● Questions:
A. According to the passage on New York City's Jewish population, what percentage of the city's population is Jewish?
B. Extend the passage on New York City's Jewish population, starting after its final sentence.

● Text passage:
──────────────────────────────

New York Daily Photo Analytics

Monday, June 01, 2009


What is fascinating is the reaction of newcomers to the city to the enormous Jewish population. Businesses like B&H Photo, run by Satmar Hasidic Jew Herman Schreiber with hundreds of orthodox Jewish employees donning traditional elements of dress such as payot and tzitzis, come as a curiosity to visitors. The 2001 census shows just under one million Jews in New York City - the largest Jewish population in the world, outside of Tel Aviv, Israel. That's 12% of our city population, 15% of the number in the United States and 7% of the world's total. For those of us who have been here a long time, it is something that is such a part of the fabric, history and evolution of the city that it goes virtually unnoticed.
My first close friends in New York City were Jewish and from the very beginning I developed an enormous respect for a group that has survived and prospered against persecution and hardship.
The Jewish population has a strong representation in so many professions - law, business, finance, local politics, publishing, medicine and the arts. The recent Mayors of New York City (Beame, Koch and Bloomberg) have been Jewish as is the family that owns the New York Times (Salzberger). But make no mistake - these achievements are based on tenacity, hard work, strong families and education.

──────────────────────────────

[Records from a dataset]
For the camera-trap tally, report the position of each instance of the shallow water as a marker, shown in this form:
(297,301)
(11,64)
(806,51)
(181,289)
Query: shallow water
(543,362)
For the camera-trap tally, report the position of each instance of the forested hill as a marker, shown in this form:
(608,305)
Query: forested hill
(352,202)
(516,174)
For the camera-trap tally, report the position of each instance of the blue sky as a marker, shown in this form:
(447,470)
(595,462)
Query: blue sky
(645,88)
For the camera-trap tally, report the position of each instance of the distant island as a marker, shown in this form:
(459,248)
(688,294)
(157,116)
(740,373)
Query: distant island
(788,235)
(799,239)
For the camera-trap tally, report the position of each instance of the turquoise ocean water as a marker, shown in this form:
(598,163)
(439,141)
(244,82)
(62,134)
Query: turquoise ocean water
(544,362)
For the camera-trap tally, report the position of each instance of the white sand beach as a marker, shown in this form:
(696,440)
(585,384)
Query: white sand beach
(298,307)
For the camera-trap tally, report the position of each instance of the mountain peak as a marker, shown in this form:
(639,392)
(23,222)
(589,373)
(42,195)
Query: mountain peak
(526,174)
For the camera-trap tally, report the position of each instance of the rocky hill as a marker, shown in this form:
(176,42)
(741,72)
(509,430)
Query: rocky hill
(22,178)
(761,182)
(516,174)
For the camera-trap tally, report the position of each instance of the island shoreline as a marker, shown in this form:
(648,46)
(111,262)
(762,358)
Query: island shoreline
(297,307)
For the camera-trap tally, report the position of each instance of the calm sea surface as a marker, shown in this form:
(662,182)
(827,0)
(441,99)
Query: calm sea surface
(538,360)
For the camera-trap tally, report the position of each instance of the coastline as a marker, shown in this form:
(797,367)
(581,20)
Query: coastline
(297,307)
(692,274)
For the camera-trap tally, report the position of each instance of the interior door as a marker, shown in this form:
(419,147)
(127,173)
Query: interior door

──────────────────────────────

● Task responses:
A. 12%

B.
I remember as a high school student in New England, perusing the World Almanac as I was inclined to do, coming across an entry showing average number of years of education completed by ethnic group. As I quickly scanned the list, I noticed the number one group - Jews. The average number of years of school completed: 16+
I reflected on this, recalculating and reconfirming that 16+ meant college graduate. Perhaps I misread, misunderstood or have misremembered the statistic, but nonetheless, in my entire extended family, many had not even graduated high school and only one uncle had been to college, so this fact was astounding to me and something I always remembered. When I entered university in New York City, the Jewish emphasis on education and its role in their success became abundantly clear. Of course like any group, some do fall between the cracks, but my experience here has been that members of the Jewish population are achievers. Shalom :)

Photo Note: This was the annual Salute to Israel Parade, starting at 57th Street continuing north to 79th Street. More at their website here.


B Squared said...

I use B & H all the time. Great store. Shalom!

Marie said...

That may be why I love NY so much..........

Eric said...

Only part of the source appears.